Given request
Transcribe the listing word for word.
--- BEGIN Stored data ---
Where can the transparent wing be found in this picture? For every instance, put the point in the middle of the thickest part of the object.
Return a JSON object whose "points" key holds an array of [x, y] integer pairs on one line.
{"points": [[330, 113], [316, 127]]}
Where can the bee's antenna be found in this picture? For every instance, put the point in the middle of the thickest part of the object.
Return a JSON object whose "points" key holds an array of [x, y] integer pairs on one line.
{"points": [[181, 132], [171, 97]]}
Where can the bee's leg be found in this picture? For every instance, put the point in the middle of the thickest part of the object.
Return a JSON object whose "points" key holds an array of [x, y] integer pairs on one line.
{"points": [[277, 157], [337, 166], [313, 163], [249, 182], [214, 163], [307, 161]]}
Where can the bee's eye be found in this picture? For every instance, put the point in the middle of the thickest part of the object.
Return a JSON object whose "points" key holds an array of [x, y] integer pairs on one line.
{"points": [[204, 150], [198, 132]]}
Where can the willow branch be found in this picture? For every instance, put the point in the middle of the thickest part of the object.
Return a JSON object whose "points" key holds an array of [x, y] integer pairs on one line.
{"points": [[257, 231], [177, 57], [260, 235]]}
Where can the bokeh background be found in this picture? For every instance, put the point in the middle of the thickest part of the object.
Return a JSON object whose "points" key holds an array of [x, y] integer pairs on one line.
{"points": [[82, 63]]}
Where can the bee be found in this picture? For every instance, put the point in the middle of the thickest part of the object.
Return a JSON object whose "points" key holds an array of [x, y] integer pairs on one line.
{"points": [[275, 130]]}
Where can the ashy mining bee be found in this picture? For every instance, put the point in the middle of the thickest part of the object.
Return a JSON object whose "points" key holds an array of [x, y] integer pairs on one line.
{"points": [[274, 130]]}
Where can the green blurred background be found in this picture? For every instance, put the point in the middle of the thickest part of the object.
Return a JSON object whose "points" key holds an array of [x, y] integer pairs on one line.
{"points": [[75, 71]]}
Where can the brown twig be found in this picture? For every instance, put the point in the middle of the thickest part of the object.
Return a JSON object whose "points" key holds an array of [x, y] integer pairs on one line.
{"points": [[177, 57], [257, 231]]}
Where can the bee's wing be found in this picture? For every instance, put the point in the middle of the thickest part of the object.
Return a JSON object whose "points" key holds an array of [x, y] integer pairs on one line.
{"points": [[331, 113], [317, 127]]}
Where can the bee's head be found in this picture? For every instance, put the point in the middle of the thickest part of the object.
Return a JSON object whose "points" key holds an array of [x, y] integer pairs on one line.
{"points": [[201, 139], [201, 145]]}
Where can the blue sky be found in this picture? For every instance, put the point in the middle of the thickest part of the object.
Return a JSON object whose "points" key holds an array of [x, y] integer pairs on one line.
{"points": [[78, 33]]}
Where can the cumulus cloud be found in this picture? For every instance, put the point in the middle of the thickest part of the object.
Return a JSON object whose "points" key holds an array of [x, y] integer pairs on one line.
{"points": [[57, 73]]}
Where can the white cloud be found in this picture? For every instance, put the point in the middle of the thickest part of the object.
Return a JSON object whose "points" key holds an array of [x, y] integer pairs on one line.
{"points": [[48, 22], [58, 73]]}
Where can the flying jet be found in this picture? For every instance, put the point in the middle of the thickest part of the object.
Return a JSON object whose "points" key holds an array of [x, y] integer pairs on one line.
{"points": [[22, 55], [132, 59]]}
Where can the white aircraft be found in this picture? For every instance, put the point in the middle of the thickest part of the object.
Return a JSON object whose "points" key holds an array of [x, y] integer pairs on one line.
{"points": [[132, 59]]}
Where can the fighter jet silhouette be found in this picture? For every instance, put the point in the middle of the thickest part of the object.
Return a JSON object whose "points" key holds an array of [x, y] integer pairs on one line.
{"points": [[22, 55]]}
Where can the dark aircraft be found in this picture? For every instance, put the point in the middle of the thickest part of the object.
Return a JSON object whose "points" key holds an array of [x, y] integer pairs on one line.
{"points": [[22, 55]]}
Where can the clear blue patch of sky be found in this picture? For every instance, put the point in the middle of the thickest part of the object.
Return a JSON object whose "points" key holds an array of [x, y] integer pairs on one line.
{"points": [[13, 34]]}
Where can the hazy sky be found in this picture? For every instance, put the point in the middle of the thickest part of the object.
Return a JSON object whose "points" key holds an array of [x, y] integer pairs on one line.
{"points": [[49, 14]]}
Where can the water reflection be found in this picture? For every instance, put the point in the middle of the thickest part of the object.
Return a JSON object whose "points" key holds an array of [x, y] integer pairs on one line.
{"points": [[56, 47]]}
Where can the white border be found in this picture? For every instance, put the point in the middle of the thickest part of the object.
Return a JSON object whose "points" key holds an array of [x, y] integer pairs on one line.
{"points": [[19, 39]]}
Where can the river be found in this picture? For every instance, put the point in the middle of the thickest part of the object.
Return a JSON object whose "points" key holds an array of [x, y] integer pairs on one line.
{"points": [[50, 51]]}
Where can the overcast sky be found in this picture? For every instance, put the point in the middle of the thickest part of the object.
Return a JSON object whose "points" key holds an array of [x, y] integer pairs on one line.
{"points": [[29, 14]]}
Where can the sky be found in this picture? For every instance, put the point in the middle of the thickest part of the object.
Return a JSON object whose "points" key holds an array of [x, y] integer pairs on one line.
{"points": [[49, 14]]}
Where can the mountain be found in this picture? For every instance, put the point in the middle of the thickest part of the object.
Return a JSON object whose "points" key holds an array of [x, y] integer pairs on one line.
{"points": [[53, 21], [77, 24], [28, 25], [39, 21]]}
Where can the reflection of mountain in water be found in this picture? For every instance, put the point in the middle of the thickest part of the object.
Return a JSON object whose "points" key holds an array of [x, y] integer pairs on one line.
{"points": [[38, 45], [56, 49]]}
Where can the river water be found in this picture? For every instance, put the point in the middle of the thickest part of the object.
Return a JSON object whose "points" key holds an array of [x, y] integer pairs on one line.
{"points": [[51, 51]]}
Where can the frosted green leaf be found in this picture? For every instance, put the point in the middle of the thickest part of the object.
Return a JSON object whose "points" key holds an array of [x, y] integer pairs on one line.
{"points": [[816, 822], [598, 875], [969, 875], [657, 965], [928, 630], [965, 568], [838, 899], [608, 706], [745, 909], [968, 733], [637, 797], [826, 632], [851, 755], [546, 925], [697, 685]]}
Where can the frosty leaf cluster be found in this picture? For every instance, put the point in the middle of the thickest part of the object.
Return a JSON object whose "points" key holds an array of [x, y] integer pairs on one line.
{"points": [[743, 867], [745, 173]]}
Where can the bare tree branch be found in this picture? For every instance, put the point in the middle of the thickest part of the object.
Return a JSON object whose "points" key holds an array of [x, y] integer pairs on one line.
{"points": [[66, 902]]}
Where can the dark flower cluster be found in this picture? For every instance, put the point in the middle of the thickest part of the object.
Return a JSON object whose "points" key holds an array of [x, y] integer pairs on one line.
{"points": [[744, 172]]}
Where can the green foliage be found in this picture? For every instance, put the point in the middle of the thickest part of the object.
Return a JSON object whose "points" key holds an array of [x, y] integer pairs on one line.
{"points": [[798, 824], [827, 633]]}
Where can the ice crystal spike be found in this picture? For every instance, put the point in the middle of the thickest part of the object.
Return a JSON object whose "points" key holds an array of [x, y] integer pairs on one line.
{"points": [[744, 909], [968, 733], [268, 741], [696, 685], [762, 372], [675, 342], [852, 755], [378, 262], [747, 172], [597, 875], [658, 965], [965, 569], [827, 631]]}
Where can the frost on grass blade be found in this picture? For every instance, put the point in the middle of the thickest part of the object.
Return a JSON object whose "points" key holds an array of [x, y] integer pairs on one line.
--- END Stored data ---
The result
Where can the transparent wing be found in this picture? For every instance, put the point in the middle of the thickest part of the object.
Return a JSON object whose "points" key holds an array of [x, y] integer pairs on one line.
{"points": [[330, 113], [316, 127]]}
Where can the bee's antenna be found in this picture? For every instance, put the point in the middle of the thickest part of the object.
Return a JSON object whose "points" key holds an array of [x, y] integer pairs on one line.
{"points": [[181, 132], [171, 97]]}
Where can the bee's leg be found in this picture? For every instance, put the point in the middle of the thickest part of the object.
Return a JSON object whose "points" key holds an array of [x, y] integer pairs on one line.
{"points": [[277, 157], [337, 166], [313, 163], [249, 182], [214, 163], [307, 161]]}
Where can the bee's eye be found in this picture? For every instance, put the point in the middle of the thickest part of the object.
Return a JSON object whose "points" key holds an array of [x, y] integer pairs on one line.
{"points": [[204, 150], [198, 132]]}
Where can the willow branch be found in this picture? For every instance, put the point in the middle of the thickest part of the object.
Return a JSON object whose "points" key holds an array of [x, y] integer pairs on one line.
{"points": [[257, 231], [177, 57], [260, 235]]}
Where can the bokeh background be found in this picture? For every instance, put the point in the middle of the thickest part of the object.
Return a JSON object whose "points" key holds an array of [x, y] integer pairs on one line.
{"points": [[82, 63]]}
Where can the bee be found in this picture? For every instance, put the point in the middle of the thickest part of the object.
Return a JSON object whose "points" key holds an array of [x, y] integer pairs on one line.
{"points": [[275, 130]]}
Where can the ashy mining bee be found in this picture? For every instance, put the point in the middle of the thickest part of the object.
Return a JSON object whose "points" key holds an array of [x, y] integer pairs on one line.
{"points": [[274, 130]]}
Where can the green blurred background be found in this picture? For every instance, put the point in the middle of the thickest part of the object.
Return a JSON object whose "points" key holds an array of [x, y] integer pairs on one line.
{"points": [[75, 71]]}
Where can the brown twig be found in this picture? For every instance, put the point in the middle of the thickest part of the object.
Return a JSON object whose "points" key holds an array of [x, y] integer pairs on one line.
{"points": [[177, 57], [257, 231]]}
Where can the bee's wing be found in this picture? For every instance, put the point in the middle of the thickest part of the object.
Return a JSON object whose "points" key holds an array of [x, y] integer pairs on one line.
{"points": [[331, 113], [317, 127]]}
Where can the bee's head be found in this picture? For every instance, put the point in the middle of the thickest part of the object.
Return a JSON object whose "points" key holds an array of [x, y] integer pairs on one line.
{"points": [[201, 139], [201, 145]]}
Where can the blue sky be found in this picture? For every instance, put the point in the middle of the thickest part of the object.
Return a JSON object whose "points" key holds an array of [x, y] integer pairs on one line.
{"points": [[78, 33]]}
Where can the cumulus cloud be found in this picture? For every instance, put the point in the middle of the thickest part of the object.
Return a JSON object whose "points" key holds an array of [x, y] integer pairs on one line.
{"points": [[57, 73]]}
Where can the white cloud be found in this picture? For every instance, put the point in the middle of the thickest part of the object.
Return a JSON object whose "points" key holds an array of [x, y] integer pairs on one line.
{"points": [[48, 22], [58, 73]]}
Where can the flying jet be found in this picture? For every instance, put the point in the middle of the thickest part of the object.
Return a JSON object whose "points" key holds an array of [x, y] integer pairs on one line.
{"points": [[22, 55], [132, 59]]}
Where can the white aircraft be found in this picture? For every instance, put the point in the middle of the thickest part of the object.
Return a JSON object whose "points" key holds an array of [x, y] integer pairs on one line.
{"points": [[132, 59]]}
Where can the fighter jet silhouette be found in this picture? For every instance, put the point in the middle of the thickest part of the object.
Return a JSON object whose "points" key holds an array of [x, y] integer pairs on one line.
{"points": [[22, 55]]}
Where can the dark aircraft be found in this picture? For every instance, put the point in the middle of the thickest part of the object.
Return a JSON object whose "points" key holds an array of [x, y] integer pairs on one line.
{"points": [[22, 55]]}
Where can the clear blue patch of sky be found in this picture? For every instance, put the point in the middle of the thickest part of the object.
Return a JSON object whose "points" key holds an array of [x, y] integer pairs on one line.
{"points": [[13, 34]]}
Where can the hazy sky be found in this picture? For every instance, put the point in the middle of the thickest part of the object.
Return a JSON object whose "points" key holds an array of [x, y] integer pairs on one line.
{"points": [[49, 14]]}
Where can the water reflection be found in this picture? For every instance, put the point in the middle of the thickest part of the object.
Return a JSON object whose "points" key holds an array of [x, y] integer pairs on one line.
{"points": [[56, 47]]}
Where can the white border be found in this picture? For every instance, put the point in the middle of the thickest part of the object.
Return a JSON object whose "points" key holds an array of [x, y] integer pairs on one line.
{"points": [[19, 39]]}
Where can the river be found in this picture? For every instance, put the point in the middle of the thickest part of the object.
Return a JSON object whose "points" key holds an array of [x, y] integer pairs on one line.
{"points": [[50, 51]]}
Where can the overcast sky be found in this picture? For every instance, put the point in the middle of the thickest part of the object.
Return a JSON object whose "points" key holds an array of [x, y] integer pairs on one line.
{"points": [[29, 14]]}
Where can the sky be found in this picture? For every instance, put the point in the middle of the thickest part of the object.
Return a JSON object whose "points" key holds an array of [x, y] integer pairs on one line.
{"points": [[49, 14]]}
Where can the mountain be found in this picture? For every instance, put the point in the middle of the thickest part of the object.
Return a JSON object whose "points" key holds an array of [x, y] integer pairs on one line.
{"points": [[53, 21], [77, 24], [28, 25], [39, 21]]}
Where can the reflection of mountain in water be found in this picture? For every instance, put the point in the middle of the thickest part of the object.
Return a JSON object whose "points" key holds an array of [x, y] integer pairs on one line.
{"points": [[38, 45], [56, 49]]}
Where can the river water be found in this picture? For every instance, put the point in the middle of the thickest part of the object.
Return a JSON object whose "points" key holds an array of [x, y] integer pairs on one line.
{"points": [[51, 51]]}
Where can the frosted green leaf be found in this picture? For every instance, put the point in the middle of the thickest part of the object.
Return a JSON object whose "points" key holds an array of [x, y] integer pairs on one line.
{"points": [[816, 822], [598, 875], [969, 875], [657, 965], [928, 630], [965, 568], [838, 899], [608, 706], [745, 909], [968, 733], [637, 797], [826, 632], [851, 755], [546, 925], [697, 685]]}
Where can the frosty leaf cluster be found in this picture? For every instance, put the point in the middle of the thickest part of the object.
Return a JSON object whose "points" key holds an array of [x, y] integer pairs on one line.
{"points": [[743, 867], [745, 173]]}
Where can the bare tree branch be found in this picture? For every instance, put the point in the middle of the thickest part of the object.
Return a JSON object whose "points" key holds an array of [x, y] integer pairs on one line.
{"points": [[66, 902]]}
Where can the dark flower cluster be found in this picture? For every instance, put the point in the middle of the thickest part of the object.
Return a JSON object whose "points" key holds an array of [x, y] integer pairs on one line.
{"points": [[744, 172]]}
Where can the green foliage be found in this picture? For every instance, put the point in the middle of the thickest part of the object.
Return a JSON object whose "points" key holds an array of [x, y] integer pairs on one line.
{"points": [[798, 824], [827, 633]]}
Where can the ice crystal spike be found in this picture? For every instance, put the point in the middle of the thickest part of the object.
Return a JSON object whose "points" key holds an array of [x, y] integer pairs on one line.
{"points": [[744, 909], [968, 733], [268, 741], [696, 685], [762, 372], [675, 342], [852, 755], [378, 262], [747, 172], [597, 875], [658, 965], [965, 569], [827, 631]]}
Where can the frost on grass blade be found in this picture? For every instance, put the point in the middle of the thickest part of the object.
Return a JSON object whose "points" key holds an array of [x, y] integer pairs on one line.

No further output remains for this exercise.